__DESCRIPTION OF THE TASK__.
Render the rows between the line holding "Reviewer note: verify that every instance of the tree" and the line holding "[[429, 474]]", inclusive, as a JSON list of strings with one string per line and blank lines omitted.

--- begin THE RECORDS ---

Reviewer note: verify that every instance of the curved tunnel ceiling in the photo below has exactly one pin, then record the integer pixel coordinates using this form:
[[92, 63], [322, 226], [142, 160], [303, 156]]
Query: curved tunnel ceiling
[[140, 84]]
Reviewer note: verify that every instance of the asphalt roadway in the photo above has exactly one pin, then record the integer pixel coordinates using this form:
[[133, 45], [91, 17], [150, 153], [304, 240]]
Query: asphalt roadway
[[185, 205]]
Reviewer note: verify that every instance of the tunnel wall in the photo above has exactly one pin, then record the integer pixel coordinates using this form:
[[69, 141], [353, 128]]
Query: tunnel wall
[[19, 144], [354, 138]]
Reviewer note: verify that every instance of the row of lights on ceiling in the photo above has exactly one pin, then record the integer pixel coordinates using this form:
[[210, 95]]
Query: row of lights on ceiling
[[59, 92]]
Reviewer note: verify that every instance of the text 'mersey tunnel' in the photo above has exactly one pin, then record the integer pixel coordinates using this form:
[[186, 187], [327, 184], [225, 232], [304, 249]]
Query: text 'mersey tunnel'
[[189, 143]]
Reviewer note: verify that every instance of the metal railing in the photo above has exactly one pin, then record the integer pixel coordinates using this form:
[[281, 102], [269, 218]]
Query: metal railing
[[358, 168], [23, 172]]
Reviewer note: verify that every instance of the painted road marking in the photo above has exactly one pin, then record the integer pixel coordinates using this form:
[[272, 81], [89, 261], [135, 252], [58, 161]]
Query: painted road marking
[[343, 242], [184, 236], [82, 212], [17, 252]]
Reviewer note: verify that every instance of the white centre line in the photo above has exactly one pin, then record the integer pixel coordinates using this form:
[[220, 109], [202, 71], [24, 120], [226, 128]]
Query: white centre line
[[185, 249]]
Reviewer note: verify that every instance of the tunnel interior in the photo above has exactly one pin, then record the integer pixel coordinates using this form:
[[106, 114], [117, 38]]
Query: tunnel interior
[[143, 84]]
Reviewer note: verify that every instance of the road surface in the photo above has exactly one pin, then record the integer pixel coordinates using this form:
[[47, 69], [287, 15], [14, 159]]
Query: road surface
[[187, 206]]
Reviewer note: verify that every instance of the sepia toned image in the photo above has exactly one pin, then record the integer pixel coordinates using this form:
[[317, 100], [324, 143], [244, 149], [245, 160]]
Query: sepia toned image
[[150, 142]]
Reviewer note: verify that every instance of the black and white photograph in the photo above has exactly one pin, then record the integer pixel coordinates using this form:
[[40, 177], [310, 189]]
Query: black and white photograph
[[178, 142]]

--- end THE RECORDS ---
--- begin THE RECORDS ---

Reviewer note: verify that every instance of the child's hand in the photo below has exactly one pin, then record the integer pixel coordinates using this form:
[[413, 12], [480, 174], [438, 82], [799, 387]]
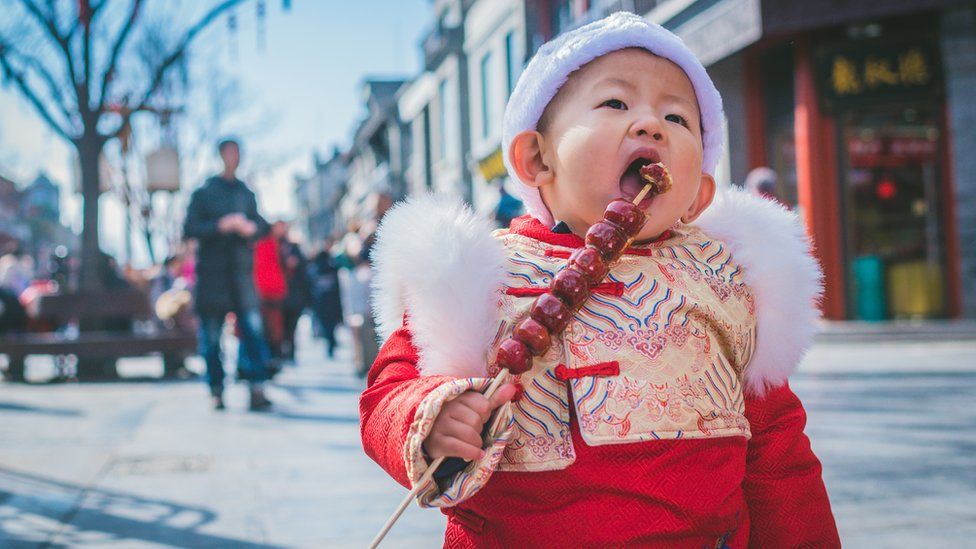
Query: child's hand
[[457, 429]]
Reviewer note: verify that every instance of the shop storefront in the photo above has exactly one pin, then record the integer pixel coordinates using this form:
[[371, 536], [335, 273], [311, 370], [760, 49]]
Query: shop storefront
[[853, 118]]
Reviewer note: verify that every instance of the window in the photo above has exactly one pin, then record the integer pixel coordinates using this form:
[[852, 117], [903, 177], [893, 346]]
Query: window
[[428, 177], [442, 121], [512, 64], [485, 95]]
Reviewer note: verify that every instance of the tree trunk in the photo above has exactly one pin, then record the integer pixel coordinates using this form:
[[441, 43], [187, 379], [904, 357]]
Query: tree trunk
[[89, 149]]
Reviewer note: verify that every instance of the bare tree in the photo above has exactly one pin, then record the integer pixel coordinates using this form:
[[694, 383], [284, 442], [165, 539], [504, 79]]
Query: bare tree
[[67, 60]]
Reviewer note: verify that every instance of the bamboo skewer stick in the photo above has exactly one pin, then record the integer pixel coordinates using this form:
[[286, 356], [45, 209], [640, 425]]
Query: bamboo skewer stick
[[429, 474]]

--- end THE RECORDS ---
--- begin THE RECORDS ---

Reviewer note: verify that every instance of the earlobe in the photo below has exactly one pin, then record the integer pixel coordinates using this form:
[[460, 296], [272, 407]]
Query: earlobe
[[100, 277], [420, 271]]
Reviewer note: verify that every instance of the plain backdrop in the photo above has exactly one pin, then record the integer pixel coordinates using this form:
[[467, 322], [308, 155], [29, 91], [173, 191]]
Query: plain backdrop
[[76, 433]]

--- end THE RECORDS ---

__FINAL ANSWER__.
[
  "Reviewer note: verify that every instance of the tree trunk in the photo above has exactly one pin, then record the integer pixel coordinates using this form:",
  "[[441, 43], [187, 379], [904, 357]]",
  "Query: tree trunk",
  "[[89, 149]]",
  "Reviewer note: verify that every instance of the bare tree in the photo above has exactly one pin, then record the integer pixel coordinates using this form:",
  "[[694, 383], [284, 442], [165, 539], [504, 79]]",
  "Query: bare tree",
  "[[67, 60]]",
  "Reviewer note: verify that every instance of the bamboo skewer stick in the photo above has exactly one pin, then record the integer pixel coordinates using this form:",
  "[[286, 356], [45, 209], [640, 425]]",
  "Query: bamboo skewer stick",
  "[[429, 474]]"
]